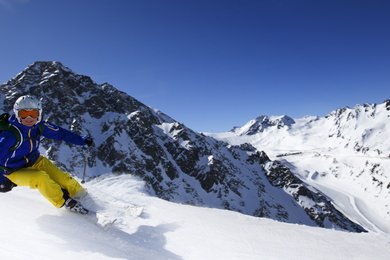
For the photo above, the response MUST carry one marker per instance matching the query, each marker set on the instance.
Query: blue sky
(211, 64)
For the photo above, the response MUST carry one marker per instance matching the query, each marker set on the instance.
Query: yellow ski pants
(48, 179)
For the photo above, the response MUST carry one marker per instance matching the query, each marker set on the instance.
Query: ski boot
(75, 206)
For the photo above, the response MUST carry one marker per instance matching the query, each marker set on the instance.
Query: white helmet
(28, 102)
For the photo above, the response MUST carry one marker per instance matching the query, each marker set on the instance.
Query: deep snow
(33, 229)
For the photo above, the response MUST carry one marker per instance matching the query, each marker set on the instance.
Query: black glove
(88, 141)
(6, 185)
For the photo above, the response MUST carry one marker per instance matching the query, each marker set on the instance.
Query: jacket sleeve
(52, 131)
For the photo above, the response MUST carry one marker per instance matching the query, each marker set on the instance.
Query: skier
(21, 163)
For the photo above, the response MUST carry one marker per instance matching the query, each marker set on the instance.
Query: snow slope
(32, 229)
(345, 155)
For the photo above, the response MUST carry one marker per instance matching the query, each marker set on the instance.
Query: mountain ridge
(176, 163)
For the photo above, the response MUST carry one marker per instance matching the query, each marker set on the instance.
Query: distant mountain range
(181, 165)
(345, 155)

▬▬▬▬▬▬▬▬▬▬

### Short task
Reproduce all of the material above word for word. Omit the pictures.

### Completed task
For the photo above, the response MUST carry one marker per instance matching the query, each marker set on the instance.
Query: blue sky
(211, 64)
For the photo above, the response MUST carry one marker per instance matching the query, each marker set on the instance.
Query: yellow ski pants
(48, 179)
For the photo above, the response MUST carry one marker per instance matching the query, each marker set on the instance.
Query: ski boot
(75, 206)
For the photo above, the response MUST carry one marker per instance matching the query, each marker set on the instance.
Query: white helmet
(28, 102)
For the photo above, the response MUST carry one marker per instance matching the query, each marker set on the instance.
Query: deep snow
(33, 229)
For the photo above, the response MUST carry one marker per instance matching the query, each marker set on the instance.
Query: black glove
(88, 141)
(6, 185)
For the photo above, the response MUST carry one marker per instance matching the query, each marker set on the instance.
Query: jacket sleeve
(52, 131)
For the photo above, the response MUST carry one marker per instance matching the query, each marker set on the instance.
Query: skier
(21, 163)
For the photo above, the response MUST carry one marker per instance matching the query, each marker set on the instance.
Query: snow slope
(32, 229)
(345, 155)
For the photo above, the response MUST carry one marker per instance matching the query, each marker set on the instance.
Query: mountain ridge
(176, 163)
For the photo above, the response MUST carry one marker per instance matching the query, each marker set on the instance.
Query: distant mountain range
(181, 165)
(345, 155)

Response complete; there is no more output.